◆ **EXERCISE 1**
Locate each line in the entries below that contains the string "flag", treating uppercase and lowercase as different, and copy those lines.

◆ **SUPPLIED PASSAGE**
When you're a military spouse and mom, people make assumptions. Some are favorable, and others, well, not so much. Like most groups, though, our strength is in our diversity. We don't all have direct marketing businesses (although some of us do) or yellow ribbon magnets on our SUVs (although some of us do). But we do, however, have more than a few things in common. As the wife of an active duty service member and mother to a "military brat," I have to say these military mom stereotypes are actually true.
When I married my husband, I was convinced that I was anything but a "typical" military spouse, whatever I thought that meant at the time. Once our daughter was born and we had our first permanent change of station, however, I realized how very much a part of the military family community I was. It took a year-long deployment to truly grasp how much I really needed it. Maybe it was those negative perceptions that made me resist it, but I've since embraced what this role means, at least to me. I may not shop at the commissary very often, but I'm a card-carrying (for real, I have a card) military mom, and I own it.
So if you say any of the following to describe military wives and mothers, I'm going to go ahead and give it an #accurate:
Do I own red, white, and blue dingle boppers? Yes, yes I do. Do I have a Pinterest board entitled 'Merica? You bet. Do I vote? Oh, hell yeah. I love this country, and I will stand for the American flag every time it goes by during a parade even if I'm the only one (because freedom includes the right not to stand).
When you see your partner make sacrifices (from family time to sleep to their physical safety), it's hard not to feel a sense of pride. I had the opportunity to "pin" my husband at his promotion ceremony just weeks before our first child was born. Pregnant with our second baby, I looked on as he took command of a company of over 300 soldiers. Proud doesn't even begin to cover it.
We Spouses Stick Together
It's not that we're some kind of elite club and OMG you can't sit with us. It's just that we know what it's like. Only another military mom can help you navigate a DITY move, accessing benefits, or on post childcare. Every single one of my daughter's emergency contacts is a milspouse, and that's no coincidence.
We Do Awesome Care Packages
When my husband was deployed, he got a package every month themed according to the corresponding holiday (so in March, everything in the box was green — Andes mints, pistachios, sour cream and onion chips — for St. Patrick's Day).
I just about always have a flat-rate box going for whichever of my friend's spouses is deployed, and I fill it with the best: Girl Scout cookies, cotton socks, and Starbucks Via packets.
We're Suckers For Tearful Reunions
If you want to make a military mom cry, tag her in one of those homecoming video compilations. I can't tell you how many times I've been ruined watching a soldier surprise their kid at a school assembly or be greeted by their golden retriever after a long absence.
Most of us don't fall into the "right out of high school" category, but as a whole, we're a fairly young group. According to NextGen MilSpouse, 24 percent of military spouses are in their 20s. The majority are in their early thirties. I was 32 when I married the Army (I mean, my husband) and had a baby shortly before I turned 33.

Entries for bounding box labeling
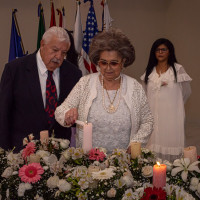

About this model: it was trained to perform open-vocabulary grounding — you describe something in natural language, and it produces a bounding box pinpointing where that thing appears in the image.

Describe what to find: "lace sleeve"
[55,77,85,127]
[177,67,192,103]
[132,83,153,146]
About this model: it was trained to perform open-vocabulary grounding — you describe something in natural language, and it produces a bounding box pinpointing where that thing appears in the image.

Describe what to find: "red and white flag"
[50,2,56,27]
[81,0,98,75]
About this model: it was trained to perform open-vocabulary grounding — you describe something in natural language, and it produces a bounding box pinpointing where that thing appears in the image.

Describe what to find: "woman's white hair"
[42,26,71,45]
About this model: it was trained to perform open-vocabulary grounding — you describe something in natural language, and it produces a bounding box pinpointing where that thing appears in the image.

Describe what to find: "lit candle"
[30,154,40,163]
[153,162,167,188]
[83,123,92,153]
[75,120,85,126]
[40,130,49,144]
[131,142,141,159]
[184,146,197,163]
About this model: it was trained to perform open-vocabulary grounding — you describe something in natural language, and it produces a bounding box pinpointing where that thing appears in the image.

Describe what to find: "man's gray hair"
[42,26,71,45]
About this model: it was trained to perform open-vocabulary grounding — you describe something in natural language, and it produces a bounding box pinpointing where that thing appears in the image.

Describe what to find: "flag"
[82,0,98,73]
[102,0,113,31]
[62,6,66,29]
[8,9,24,62]
[50,2,56,27]
[56,9,63,27]
[37,3,45,49]
[74,1,83,55]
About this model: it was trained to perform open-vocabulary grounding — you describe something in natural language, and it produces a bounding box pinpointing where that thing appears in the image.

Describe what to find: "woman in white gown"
[55,29,153,153]
[141,38,192,161]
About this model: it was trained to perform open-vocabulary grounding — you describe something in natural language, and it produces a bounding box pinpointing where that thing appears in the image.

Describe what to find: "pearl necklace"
[101,77,122,114]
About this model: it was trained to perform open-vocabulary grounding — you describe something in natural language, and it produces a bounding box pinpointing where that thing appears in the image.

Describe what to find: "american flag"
[82,0,98,73]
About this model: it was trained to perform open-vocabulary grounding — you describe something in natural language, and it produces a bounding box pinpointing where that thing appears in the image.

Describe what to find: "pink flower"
[19,163,44,183]
[89,149,106,161]
[22,142,36,159]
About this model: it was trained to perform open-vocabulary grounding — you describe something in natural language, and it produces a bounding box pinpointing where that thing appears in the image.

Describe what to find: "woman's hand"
[65,108,78,126]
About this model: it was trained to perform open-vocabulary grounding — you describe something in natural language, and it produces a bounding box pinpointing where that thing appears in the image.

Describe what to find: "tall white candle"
[184,146,197,163]
[131,142,141,159]
[40,130,49,144]
[83,123,92,153]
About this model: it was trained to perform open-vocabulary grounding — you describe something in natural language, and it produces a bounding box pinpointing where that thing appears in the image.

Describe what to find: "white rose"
[0,147,4,154]
[12,171,18,175]
[62,150,70,160]
[107,188,117,198]
[122,176,134,187]
[34,194,44,200]
[23,137,28,146]
[88,165,100,174]
[190,177,199,186]
[197,183,200,194]
[1,167,13,178]
[43,166,49,171]
[36,150,50,158]
[163,160,173,172]
[60,140,70,149]
[189,185,197,192]
[47,176,59,188]
[57,179,72,192]
[17,183,26,197]
[28,133,34,141]
[24,183,32,190]
[142,165,153,177]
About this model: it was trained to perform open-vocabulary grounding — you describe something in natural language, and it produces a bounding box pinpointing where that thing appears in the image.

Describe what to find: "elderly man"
[0,27,82,150]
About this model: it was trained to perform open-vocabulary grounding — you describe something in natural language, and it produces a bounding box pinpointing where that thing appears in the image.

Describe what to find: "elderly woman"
[55,29,153,152]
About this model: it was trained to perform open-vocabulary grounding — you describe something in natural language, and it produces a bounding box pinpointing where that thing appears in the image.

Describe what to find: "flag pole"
[12,9,25,54]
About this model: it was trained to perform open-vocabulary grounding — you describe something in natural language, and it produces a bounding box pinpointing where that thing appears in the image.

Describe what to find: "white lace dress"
[141,64,192,161]
[88,77,131,153]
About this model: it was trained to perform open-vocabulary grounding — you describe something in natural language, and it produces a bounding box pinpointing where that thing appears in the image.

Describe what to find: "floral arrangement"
[0,134,200,200]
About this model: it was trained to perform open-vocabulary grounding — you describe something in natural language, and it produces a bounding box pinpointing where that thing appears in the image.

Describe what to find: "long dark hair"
[145,38,177,84]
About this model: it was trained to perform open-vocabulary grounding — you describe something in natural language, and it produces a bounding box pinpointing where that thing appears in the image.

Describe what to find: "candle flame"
[157,162,160,167]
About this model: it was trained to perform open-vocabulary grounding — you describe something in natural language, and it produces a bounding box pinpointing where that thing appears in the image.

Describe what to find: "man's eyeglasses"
[156,48,168,53]
[98,60,121,67]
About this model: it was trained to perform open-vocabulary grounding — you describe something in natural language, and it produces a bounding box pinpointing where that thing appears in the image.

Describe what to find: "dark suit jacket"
[0,53,82,150]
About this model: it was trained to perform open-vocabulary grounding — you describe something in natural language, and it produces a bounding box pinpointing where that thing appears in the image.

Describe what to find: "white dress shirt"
[36,50,60,108]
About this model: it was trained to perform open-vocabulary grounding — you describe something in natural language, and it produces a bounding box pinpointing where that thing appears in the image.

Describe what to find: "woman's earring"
[96,65,100,72]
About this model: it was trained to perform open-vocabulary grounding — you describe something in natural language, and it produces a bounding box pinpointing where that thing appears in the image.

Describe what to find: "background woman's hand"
[65,108,78,126]
[126,146,131,154]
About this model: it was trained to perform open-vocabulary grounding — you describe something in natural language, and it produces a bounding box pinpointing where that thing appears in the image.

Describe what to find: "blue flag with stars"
[82,0,98,72]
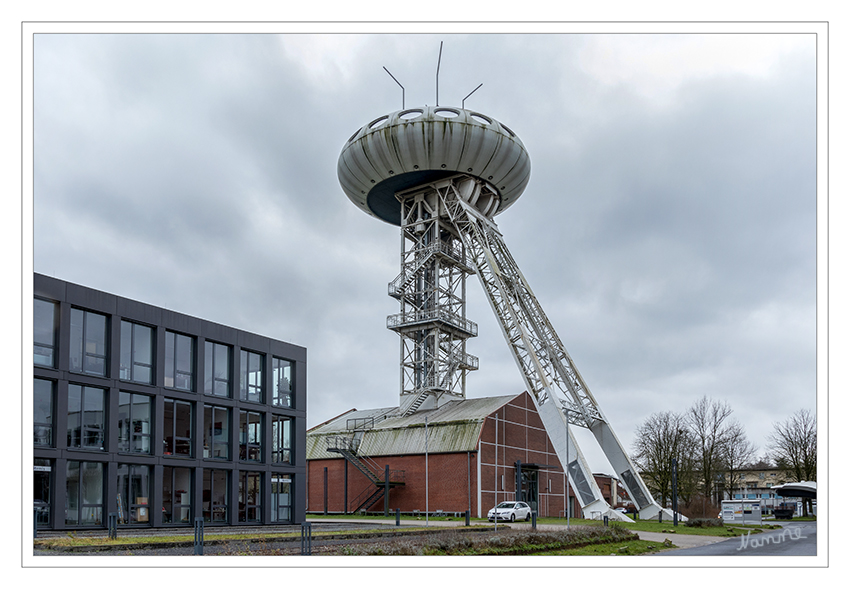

◆ **EXERCISE 2**
Write the next part of the piece on military mom stereotypes, starting after its last sentence.

◆ **RESPONSE 1**
Describe what to find: "red and white flag"
Describe what to find: "flag"
Describe what to find: "american flag"
Describe what to find: "flag pole"
Describe what to find: "blue flag with stars"

◆ **RESPONSE 2**
We're Alone... A Lot
The frequency and duration of deployments varies by branch of service. According to the National Center for Biotechnology Information, the average Army deployment is 9.4 months. It's a long time, and it doesn't give the entire picture, because our spouses are often gone for long periods of time in the field or at various training centers.
As a company commander, my husband currently works 14 hour days and goes in to the office to catch up on Sundays. That's a lot of solo time for me and baby girl.
I don't expect to be thanked for my service or put on some kind of pedestal. But to say that being married to the military requires a degree of selflessness is, in my opinion, an appropriate characterization. Many military spouses and moms have to put their education or career on hold, and every one of us has to come to grips with frequent moves and absent co-parents.
The reality of life as a military family is that all kinds of crap gets thrown your way. Murphy's Law of Deployment means your garage door will stop opening. The changing needs of the military means you will get the posting that was last on your slate. Your spouse's training schedule means they will miss your kid's birthday party.
Complaining doesn't mean I'm not grateful for what I have. Venting is good for the soul, so... guilty as charged.
We're Resilient AF
As a military mom, sometimes I get asked how I'm going to handle something (deployment, company command, leading the family resource group) given my circumstances (being far away from family, a soon-to-be mom of two, a working mother). My response is always, "I'll figure it out."
With a spouse and co-parent in the service, you learn to adapt, to push through, and to "make it work." That's the definition of tough.
Check out Romper's new video series, Bearing The Motherload, where disagreeing parents from different sides of an issue sit down with a mediator and talk about how to support (and not judge) each other’s parenting perspectives. New episodes air Mondays on Facebook.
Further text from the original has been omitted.